Look through the data below and show every line that includes "woman".

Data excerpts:
..............................

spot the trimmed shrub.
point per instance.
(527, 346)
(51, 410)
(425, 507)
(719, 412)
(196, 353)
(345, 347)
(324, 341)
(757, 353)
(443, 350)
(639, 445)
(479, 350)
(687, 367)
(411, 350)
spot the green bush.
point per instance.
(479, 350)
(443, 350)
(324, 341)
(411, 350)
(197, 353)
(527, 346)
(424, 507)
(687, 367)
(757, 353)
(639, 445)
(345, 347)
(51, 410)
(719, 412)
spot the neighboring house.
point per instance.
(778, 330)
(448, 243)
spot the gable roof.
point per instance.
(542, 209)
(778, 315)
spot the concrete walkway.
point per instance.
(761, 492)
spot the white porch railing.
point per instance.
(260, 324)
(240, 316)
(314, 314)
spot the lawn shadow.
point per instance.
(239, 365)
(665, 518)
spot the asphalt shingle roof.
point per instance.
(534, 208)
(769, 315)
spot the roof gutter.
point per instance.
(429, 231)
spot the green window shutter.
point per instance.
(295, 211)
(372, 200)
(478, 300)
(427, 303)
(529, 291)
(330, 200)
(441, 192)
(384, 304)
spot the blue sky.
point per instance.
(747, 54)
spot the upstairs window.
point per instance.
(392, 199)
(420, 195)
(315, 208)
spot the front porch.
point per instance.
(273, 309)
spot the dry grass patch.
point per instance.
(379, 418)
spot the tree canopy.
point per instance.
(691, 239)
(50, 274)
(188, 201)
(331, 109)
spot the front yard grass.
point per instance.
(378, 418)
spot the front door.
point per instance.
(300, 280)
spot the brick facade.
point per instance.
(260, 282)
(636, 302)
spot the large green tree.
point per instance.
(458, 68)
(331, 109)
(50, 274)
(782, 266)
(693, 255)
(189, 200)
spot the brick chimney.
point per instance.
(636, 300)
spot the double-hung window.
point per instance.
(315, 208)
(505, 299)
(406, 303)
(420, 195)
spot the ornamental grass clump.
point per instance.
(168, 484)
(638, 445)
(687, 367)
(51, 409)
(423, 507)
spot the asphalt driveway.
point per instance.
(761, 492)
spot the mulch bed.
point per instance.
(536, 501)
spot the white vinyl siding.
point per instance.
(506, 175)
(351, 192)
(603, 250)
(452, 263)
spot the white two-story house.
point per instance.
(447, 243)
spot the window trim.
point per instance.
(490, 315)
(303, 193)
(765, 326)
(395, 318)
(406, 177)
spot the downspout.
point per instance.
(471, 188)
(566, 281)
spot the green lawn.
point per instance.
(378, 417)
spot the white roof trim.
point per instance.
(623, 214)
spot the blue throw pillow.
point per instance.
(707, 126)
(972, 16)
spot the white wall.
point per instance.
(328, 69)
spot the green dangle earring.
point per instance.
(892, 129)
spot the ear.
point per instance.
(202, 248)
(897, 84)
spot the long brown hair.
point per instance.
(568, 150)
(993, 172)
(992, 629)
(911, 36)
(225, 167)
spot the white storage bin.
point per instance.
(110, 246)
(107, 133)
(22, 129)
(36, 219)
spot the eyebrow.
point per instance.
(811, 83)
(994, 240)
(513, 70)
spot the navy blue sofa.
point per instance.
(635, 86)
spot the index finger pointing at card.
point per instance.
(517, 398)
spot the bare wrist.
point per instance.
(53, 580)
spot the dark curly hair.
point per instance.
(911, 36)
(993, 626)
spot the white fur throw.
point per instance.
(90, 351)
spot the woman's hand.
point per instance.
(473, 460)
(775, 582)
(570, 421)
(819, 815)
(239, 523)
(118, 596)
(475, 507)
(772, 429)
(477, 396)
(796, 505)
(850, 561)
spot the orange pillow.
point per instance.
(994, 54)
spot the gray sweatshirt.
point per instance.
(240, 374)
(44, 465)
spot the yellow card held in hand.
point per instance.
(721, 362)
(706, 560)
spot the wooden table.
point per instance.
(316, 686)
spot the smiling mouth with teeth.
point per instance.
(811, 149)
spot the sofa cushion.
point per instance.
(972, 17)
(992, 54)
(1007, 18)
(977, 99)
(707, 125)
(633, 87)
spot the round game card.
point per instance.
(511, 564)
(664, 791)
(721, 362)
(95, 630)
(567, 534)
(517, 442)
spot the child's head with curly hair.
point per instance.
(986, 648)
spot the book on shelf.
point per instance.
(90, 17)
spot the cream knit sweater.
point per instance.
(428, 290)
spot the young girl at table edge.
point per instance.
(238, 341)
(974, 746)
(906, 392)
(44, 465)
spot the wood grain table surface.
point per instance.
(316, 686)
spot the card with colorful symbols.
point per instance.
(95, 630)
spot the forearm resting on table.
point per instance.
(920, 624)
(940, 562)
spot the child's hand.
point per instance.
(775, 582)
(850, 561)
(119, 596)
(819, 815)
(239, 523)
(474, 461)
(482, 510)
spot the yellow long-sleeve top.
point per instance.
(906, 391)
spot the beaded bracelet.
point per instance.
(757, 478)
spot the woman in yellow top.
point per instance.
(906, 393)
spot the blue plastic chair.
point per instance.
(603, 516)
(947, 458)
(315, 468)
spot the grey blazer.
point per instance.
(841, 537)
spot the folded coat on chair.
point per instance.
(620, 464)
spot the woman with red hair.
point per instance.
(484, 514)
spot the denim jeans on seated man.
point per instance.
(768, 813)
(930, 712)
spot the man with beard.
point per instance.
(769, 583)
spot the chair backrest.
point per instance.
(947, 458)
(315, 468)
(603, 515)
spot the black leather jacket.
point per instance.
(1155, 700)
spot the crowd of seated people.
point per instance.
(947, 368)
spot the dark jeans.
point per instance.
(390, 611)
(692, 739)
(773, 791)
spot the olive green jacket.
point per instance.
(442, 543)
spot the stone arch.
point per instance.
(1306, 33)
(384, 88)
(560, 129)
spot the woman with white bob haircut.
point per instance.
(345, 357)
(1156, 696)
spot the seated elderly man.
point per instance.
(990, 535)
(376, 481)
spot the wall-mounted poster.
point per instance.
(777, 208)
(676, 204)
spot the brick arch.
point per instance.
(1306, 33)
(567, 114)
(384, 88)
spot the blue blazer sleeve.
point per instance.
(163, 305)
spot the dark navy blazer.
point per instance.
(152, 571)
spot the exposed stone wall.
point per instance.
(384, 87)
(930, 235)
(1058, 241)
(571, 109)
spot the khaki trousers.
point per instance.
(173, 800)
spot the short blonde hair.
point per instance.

..............................

ANSWER TO THIS EXERCISE:
spot the woman's hand.
spot the woman in yellow top.
spot the woman with red hair.
spot the woman with white bob haircut.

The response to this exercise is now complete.